▸ RECORDS FOR THE TASK:
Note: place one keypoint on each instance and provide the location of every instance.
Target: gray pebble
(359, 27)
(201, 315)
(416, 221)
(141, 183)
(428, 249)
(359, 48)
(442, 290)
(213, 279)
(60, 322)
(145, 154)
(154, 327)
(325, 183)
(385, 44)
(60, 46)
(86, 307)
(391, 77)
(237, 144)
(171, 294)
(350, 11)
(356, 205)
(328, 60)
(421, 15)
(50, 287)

▸ DIRECTIONS FOR THIS TASK: Exactly as shown, output all of the material above.

▸ RESULT:
Note: place one keypoint on each instance and provide the location of every instance.
Target: gray pebble
(359, 27)
(201, 315)
(416, 221)
(141, 183)
(428, 249)
(359, 48)
(442, 290)
(213, 279)
(60, 322)
(145, 154)
(154, 327)
(325, 183)
(385, 44)
(60, 46)
(86, 307)
(391, 77)
(237, 144)
(171, 294)
(350, 11)
(356, 205)
(328, 60)
(421, 15)
(50, 287)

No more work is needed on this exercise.